== Segment start ==

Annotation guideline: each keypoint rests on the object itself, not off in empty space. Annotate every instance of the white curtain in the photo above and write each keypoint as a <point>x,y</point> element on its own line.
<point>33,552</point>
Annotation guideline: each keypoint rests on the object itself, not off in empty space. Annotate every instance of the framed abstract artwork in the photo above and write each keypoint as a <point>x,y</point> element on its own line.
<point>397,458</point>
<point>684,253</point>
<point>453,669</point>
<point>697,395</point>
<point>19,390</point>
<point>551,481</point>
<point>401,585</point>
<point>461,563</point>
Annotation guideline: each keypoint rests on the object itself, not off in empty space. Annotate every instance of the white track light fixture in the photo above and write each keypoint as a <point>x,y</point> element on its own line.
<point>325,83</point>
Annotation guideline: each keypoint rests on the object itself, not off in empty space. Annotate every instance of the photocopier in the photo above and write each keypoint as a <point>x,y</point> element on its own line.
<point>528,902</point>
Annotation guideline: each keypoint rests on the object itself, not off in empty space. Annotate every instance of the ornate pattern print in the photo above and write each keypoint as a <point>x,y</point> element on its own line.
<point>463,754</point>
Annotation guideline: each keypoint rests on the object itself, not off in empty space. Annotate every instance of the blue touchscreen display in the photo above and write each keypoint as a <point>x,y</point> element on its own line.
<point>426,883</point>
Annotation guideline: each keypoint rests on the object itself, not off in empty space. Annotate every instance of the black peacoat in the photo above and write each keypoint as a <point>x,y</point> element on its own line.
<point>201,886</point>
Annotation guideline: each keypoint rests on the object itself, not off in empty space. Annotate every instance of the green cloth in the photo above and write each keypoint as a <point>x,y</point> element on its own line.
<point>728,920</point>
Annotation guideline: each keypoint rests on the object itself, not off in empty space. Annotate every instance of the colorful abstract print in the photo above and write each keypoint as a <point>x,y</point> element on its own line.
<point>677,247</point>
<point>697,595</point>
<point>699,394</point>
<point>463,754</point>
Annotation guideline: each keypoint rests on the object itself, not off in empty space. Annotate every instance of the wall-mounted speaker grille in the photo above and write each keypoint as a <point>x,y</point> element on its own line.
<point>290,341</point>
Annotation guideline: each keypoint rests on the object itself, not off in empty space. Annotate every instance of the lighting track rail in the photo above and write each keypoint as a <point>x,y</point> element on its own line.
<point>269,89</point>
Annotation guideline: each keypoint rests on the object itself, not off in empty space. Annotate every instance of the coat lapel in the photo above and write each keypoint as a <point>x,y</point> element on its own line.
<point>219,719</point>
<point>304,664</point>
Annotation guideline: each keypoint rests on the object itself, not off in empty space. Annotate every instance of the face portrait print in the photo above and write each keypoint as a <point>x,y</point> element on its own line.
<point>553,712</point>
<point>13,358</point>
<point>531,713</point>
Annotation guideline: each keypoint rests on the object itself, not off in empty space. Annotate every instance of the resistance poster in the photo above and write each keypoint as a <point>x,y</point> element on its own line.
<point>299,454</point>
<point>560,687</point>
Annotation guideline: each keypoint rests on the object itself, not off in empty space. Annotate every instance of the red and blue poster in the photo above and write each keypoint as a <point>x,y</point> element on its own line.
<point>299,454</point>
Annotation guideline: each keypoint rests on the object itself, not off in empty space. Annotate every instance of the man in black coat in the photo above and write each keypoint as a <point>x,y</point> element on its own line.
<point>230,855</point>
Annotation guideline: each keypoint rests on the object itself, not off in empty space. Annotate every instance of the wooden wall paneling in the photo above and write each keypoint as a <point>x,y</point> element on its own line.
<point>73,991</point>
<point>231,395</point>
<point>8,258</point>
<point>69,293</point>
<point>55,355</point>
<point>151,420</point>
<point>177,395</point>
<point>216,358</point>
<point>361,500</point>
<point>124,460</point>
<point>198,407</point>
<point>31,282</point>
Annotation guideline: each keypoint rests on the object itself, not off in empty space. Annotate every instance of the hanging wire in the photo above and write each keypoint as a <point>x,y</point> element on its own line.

== Segment end ==

Line by line, give the material above again exactly.

Annotation guideline: each keypoint rests on the object itself, not off in empty space. Annotate every instance of the white curtain in the photo above and write each keypoint as a <point>x,y</point> element on its own line.
<point>33,552</point>
Annotation guideline: each keypoint rests on the object itself, not off in empty space. Annotate every instance of the framed abstract artwork in the photo above and write each keypoint as a <point>x,y</point> element on its own line.
<point>397,458</point>
<point>684,253</point>
<point>453,669</point>
<point>697,395</point>
<point>19,390</point>
<point>551,481</point>
<point>401,585</point>
<point>461,563</point>
Annotation guideline: each keypoint rests on the object itself, not off in empty space. Annotate every instance of the white track light fixture in the photo above and write each keypoint as a <point>x,y</point> element on its own line.
<point>325,83</point>
Annotation guideline: each keypoint rests on the object itself, not off in empty space. Annotate every instance of the photocopier in the photo above and write each keypoint as a <point>x,y</point> element on its own line.
<point>528,902</point>
Annotation guideline: each keypoint rests on the object itself, not off in empty space. Annotate every instance of the ornate pattern print in the photo above and write each keypoint as a <point>x,y</point> element on its own line.
<point>463,754</point>
Annotation guideline: each keypoint rests on the object itself, not off in empty space. Annotate every instance of the blue touchscreen display in the photo above and write each keypoint as a <point>x,y</point> element on its own line.
<point>426,883</point>
Annotation guideline: each keypoint rests on the object itself, not off in empty space. Annotate every instance of the black peacoat in the photo above and write each keypoint as a <point>x,y</point> element on its own line.
<point>201,886</point>
Annotation guideline: each keypoint rests on the object itself, not off in empty space. Annotate every instance of the green cloth in the photo above and write each keypoint as a <point>x,y</point> element on its own line.
<point>728,920</point>
Annotation guideline: each keypoint rests on the object itself, not off in empty space. Annotate every instance of the colorful abstract print in the photo above and write each keypoint as a <point>x,y</point> element on its own line.
<point>677,247</point>
<point>697,595</point>
<point>699,394</point>
<point>463,754</point>
Annotation guideline: each keypoint rests on the object itself, not off in empty space. Annotate every instance of the wall-mounted speaker grille in the photo above and write each keypoint as a <point>x,y</point> element on its own line.
<point>290,341</point>
Annotation guideline: each keypoint rests on the object itself, not off in empty space. Annotate every instance of the lighting track rail in the photo above and write each keypoint as a <point>x,y</point> element on its own line.
<point>269,89</point>
Annotation guideline: each keypoint rests on the object itself, not off in empty space. Annotate every instance of the coat lapel in the photo above and write each keypoint as a <point>x,y</point> element on its own line.
<point>219,719</point>
<point>304,664</point>
Annotation guideline: each keypoint rests on the object itself, not off in empty space. Annotate every instance of the face portrait print in the photo above and write each keypoint as a <point>x,y</point> element on its own line.
<point>553,712</point>
<point>13,358</point>
<point>531,713</point>
Annotation guideline: each keypoint rests on the object itself, not off in empty space. Annotate every instance of the resistance poster in the photo above and write each keypoint as a <point>x,y</point> element on its own line.
<point>299,454</point>
<point>560,687</point>
Annotation guideline: each keypoint rests on the object itself, not off in empty space. Annotate every instance of the red and blue poster in the photo above and write each keypoint as a <point>x,y</point> element on its own line.
<point>299,454</point>
Annotation guideline: each keypoint rests on the object itself, not off in empty space. Annotate every instance of the man in black coat in the photo above and write each keypoint as a <point>x,y</point> element on its own line.
<point>230,855</point>
Annotation guideline: each keypoint rests on the object itself, not off in empty space. Annotate every instance of the wooden wall paneling in the photo above and write each keypoint as a <point>x,y</point> element on its own line.
<point>73,991</point>
<point>231,395</point>
<point>8,258</point>
<point>69,293</point>
<point>55,355</point>
<point>151,420</point>
<point>177,395</point>
<point>216,358</point>
<point>361,500</point>
<point>124,460</point>
<point>198,407</point>
<point>31,282</point>
Annotation guideline: each keypoint rests on the object itself, not off in empty space. Annotate every instance of the hanging wire in the photo above and write each keypoint as a <point>x,y</point> element on its own line.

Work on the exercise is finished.